What the exercise asks —
Make an exact copy of the entries below with the pictures removed.

Raw data —

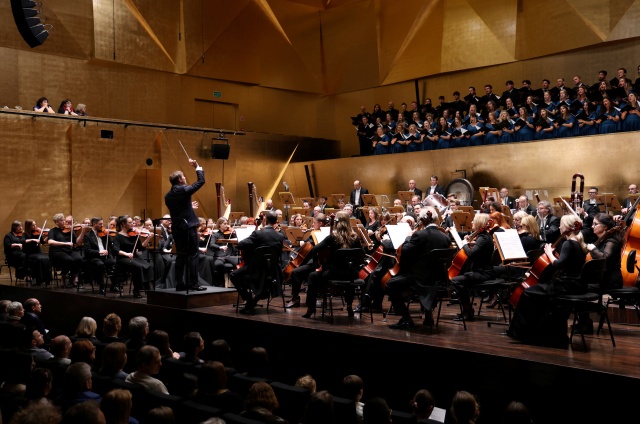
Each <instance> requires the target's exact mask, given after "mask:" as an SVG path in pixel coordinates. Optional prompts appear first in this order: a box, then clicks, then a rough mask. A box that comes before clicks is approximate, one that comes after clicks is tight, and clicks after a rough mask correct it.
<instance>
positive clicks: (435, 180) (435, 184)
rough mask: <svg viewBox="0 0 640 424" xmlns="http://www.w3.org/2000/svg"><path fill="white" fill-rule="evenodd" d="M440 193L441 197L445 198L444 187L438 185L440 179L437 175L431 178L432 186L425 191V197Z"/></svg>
mask: <svg viewBox="0 0 640 424" xmlns="http://www.w3.org/2000/svg"><path fill="white" fill-rule="evenodd" d="M435 193H438V194H440V195H442V196H443V197H444V196H445V193H444V187H442V186H441V185H438V177H437V176H435V175H432V176H431V185H430V186H429V187H427V189H426V190H425V193H424V195H425V197H426V196H428V195H430V194H435Z"/></svg>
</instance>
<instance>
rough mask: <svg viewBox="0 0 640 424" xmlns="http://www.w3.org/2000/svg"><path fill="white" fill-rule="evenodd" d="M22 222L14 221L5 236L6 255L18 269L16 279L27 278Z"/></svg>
mask: <svg viewBox="0 0 640 424" xmlns="http://www.w3.org/2000/svg"><path fill="white" fill-rule="evenodd" d="M23 249H24V232H23V228H22V222H20V221H13V222H12V223H11V231H10V232H8V233H7V234H5V236H4V256H5V258H6V259H7V264H8V265H9V266H12V267H14V268H15V269H16V279H23V278H26V276H27V273H26V266H25V265H26V259H27V255H26V253H25V252H24V251H23Z"/></svg>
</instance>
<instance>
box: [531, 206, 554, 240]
mask: <svg viewBox="0 0 640 424" xmlns="http://www.w3.org/2000/svg"><path fill="white" fill-rule="evenodd" d="M536 220H537V221H538V227H540V238H541V239H542V241H543V242H544V243H555V241H556V240H558V237H560V218H558V217H557V216H554V215H552V214H551V205H550V204H549V202H547V201H546V200H542V201H540V203H538V216H537V217H536Z"/></svg>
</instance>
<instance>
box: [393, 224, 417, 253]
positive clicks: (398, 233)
mask: <svg viewBox="0 0 640 424" xmlns="http://www.w3.org/2000/svg"><path fill="white" fill-rule="evenodd" d="M387 233H388V234H389V238H390V239H391V243H392V244H393V247H394V248H395V249H397V248H398V247H400V246H402V243H404V241H405V240H406V238H407V236H408V235H409V233H411V227H410V226H409V224H407V223H406V222H399V223H398V224H396V225H387Z"/></svg>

Response —
Each <instance> requires the target's exact mask, given after "mask:" as an SVG path in pixel coordinates. Optional prompts appear first in this order: a box, then clicks, then a rough mask. A box that comes before clicks is approximate, one that comes after clicks is tight, and clicks after a rough mask correct it.
<instance>
positive clicks: (435, 180) (435, 184)
rough mask: <svg viewBox="0 0 640 424" xmlns="http://www.w3.org/2000/svg"><path fill="white" fill-rule="evenodd" d="M440 193L441 197L445 198L444 187L438 185L440 179L437 175L431 178L432 186L425 191V197Z"/></svg>
mask: <svg viewBox="0 0 640 424" xmlns="http://www.w3.org/2000/svg"><path fill="white" fill-rule="evenodd" d="M435 193H438V194H440V195H442V196H443V197H444V196H445V193H444V187H442V186H441V185H438V177H437V176H435V175H432V176H431V185H430V186H429V187H427V189H426V190H425V193H424V195H425V197H426V196H428V195H430V194H435Z"/></svg>
</instance>
<instance>
rough mask: <svg viewBox="0 0 640 424" xmlns="http://www.w3.org/2000/svg"><path fill="white" fill-rule="evenodd" d="M22 222L14 221L5 236L6 255L18 269L16 279L27 278Z"/></svg>
mask: <svg viewBox="0 0 640 424" xmlns="http://www.w3.org/2000/svg"><path fill="white" fill-rule="evenodd" d="M23 249H24V232H23V228H22V222H20V221H13V222H12V223H11V231H10V232H8V233H7V234H5V236H4V256H5V258H6V259H7V264H8V265H9V266H12V267H14V268H15V269H16V279H23V278H26V276H27V273H26V266H25V265H26V259H27V255H26V253H25V252H24V251H23Z"/></svg>
</instance>
<instance>
box: [531, 206, 554, 240]
mask: <svg viewBox="0 0 640 424" xmlns="http://www.w3.org/2000/svg"><path fill="white" fill-rule="evenodd" d="M536 220H537V221H538V227H540V238H541V239H542V241H543V242H544V243H555V241H556V240H558V237H560V218H558V217H557V216H554V215H552V214H551V205H550V204H549V202H547V201H546V200H542V201H540V203H538V216H537V217H536Z"/></svg>
</instance>
<instance>
box: [393, 224, 417, 253]
positive clicks: (398, 233)
mask: <svg viewBox="0 0 640 424" xmlns="http://www.w3.org/2000/svg"><path fill="white" fill-rule="evenodd" d="M387 233H388V234H389V238H390V239H391V243H392V244H393V247H394V248H395V249H397V248H398V247H400V246H402V243H404V241H405V240H406V238H407V236H408V235H409V233H411V227H410V226H409V224H407V223H406V222H399V223H398V224H396V225H387Z"/></svg>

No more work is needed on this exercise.